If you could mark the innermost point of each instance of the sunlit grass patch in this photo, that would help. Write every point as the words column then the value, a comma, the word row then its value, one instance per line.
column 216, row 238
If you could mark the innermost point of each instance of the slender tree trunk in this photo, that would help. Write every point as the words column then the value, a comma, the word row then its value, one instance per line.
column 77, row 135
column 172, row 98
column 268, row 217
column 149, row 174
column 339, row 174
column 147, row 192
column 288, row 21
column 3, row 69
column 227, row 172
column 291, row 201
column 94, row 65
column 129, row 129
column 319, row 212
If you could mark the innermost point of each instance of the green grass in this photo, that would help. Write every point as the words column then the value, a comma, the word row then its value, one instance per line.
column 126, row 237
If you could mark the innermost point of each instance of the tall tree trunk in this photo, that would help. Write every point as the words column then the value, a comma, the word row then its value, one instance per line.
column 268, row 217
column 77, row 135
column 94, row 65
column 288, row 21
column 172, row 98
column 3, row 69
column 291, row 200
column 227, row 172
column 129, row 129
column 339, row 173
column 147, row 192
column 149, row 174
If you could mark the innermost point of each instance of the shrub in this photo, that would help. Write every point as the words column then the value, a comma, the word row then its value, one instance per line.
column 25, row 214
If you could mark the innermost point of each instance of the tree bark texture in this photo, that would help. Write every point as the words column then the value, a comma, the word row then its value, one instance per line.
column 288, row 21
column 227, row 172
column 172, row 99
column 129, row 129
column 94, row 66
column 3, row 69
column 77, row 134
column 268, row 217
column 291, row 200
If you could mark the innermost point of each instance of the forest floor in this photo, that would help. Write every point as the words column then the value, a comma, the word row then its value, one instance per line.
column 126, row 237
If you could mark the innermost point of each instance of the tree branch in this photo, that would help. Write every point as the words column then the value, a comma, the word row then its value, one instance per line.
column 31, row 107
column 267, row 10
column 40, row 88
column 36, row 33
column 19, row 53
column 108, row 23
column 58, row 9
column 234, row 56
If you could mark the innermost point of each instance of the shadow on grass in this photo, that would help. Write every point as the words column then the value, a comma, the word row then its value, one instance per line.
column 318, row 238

===============

* EXERCISE DIRECTIONS: Put the lines above into a JSON list of strings, one string per line, leaving out blank lines.

* RESPONSE TO THE EXERCISE:
[
  "If you could mark the innermost point of each instance of the sunlit grass patch in this photo, that would help. Write every point as the words column then the value, a comma, the word row then its value, one instance per line.",
  "column 216, row 238",
  "If you could mark the innermost point of each instance of the slender tree trunk in this photo, that would help. Write every point as the words column then the value, a comma, the word row then its value, one instance per line.",
  "column 77, row 135",
  "column 172, row 98",
  "column 268, row 217",
  "column 149, row 174",
  "column 339, row 174",
  "column 147, row 192",
  "column 288, row 21",
  "column 3, row 69",
  "column 227, row 172",
  "column 291, row 201",
  "column 94, row 65",
  "column 129, row 129",
  "column 319, row 212",
  "If you could mark the innermost point of each instance of the green grass in this photo, that would help. Write every point as the words column then the value, a comma, the word row then its value, one instance per line.",
  "column 126, row 237",
  "If you could mark the innermost point of each instance of the tall tree trunk in this photo, that would help. Write every point as the words column then the value, a comma, the word row then its value, one instance per line.",
  "column 268, row 217",
  "column 77, row 135",
  "column 94, row 65",
  "column 288, row 21",
  "column 172, row 98",
  "column 3, row 69",
  "column 291, row 200",
  "column 227, row 172",
  "column 129, row 129",
  "column 339, row 173",
  "column 147, row 192",
  "column 149, row 174",
  "If you could mark the innermost point of each instance of the shrub in this photo, that would help. Write every point as the words column then the value, a comma, the word row then its value, one instance per line.",
  "column 25, row 214",
  "If you could mark the innermost point of each instance of the tree bark texture in this photo, that would help. Write every point as the words column then the value, a comma, the word row then its value, one instance per line.",
  "column 288, row 21",
  "column 227, row 172",
  "column 172, row 99",
  "column 129, row 129",
  "column 94, row 66",
  "column 3, row 69",
  "column 77, row 134",
  "column 268, row 217",
  "column 291, row 200",
  "If you could mark the innermost point of each instance of the forest floor in this photo, that would help. Write every point as the words column then the value, a comma, the word row then its value, one instance per line.",
  "column 126, row 237",
  "If you could mark the innermost point of each instance of the tree branch in this photo, that would help. Write every point as the words column then the value, a comma, the word row then its value, one instance per line.",
  "column 31, row 107",
  "column 267, row 10",
  "column 40, row 88",
  "column 36, row 33",
  "column 19, row 53",
  "column 108, row 23",
  "column 58, row 9",
  "column 234, row 56",
  "If you could mark the innermost point of each instance of the shadow on grass in this photo, that would help. Write every point as the words column then the value, a comma, the word row then its value, one instance per line.",
  "column 318, row 238"
]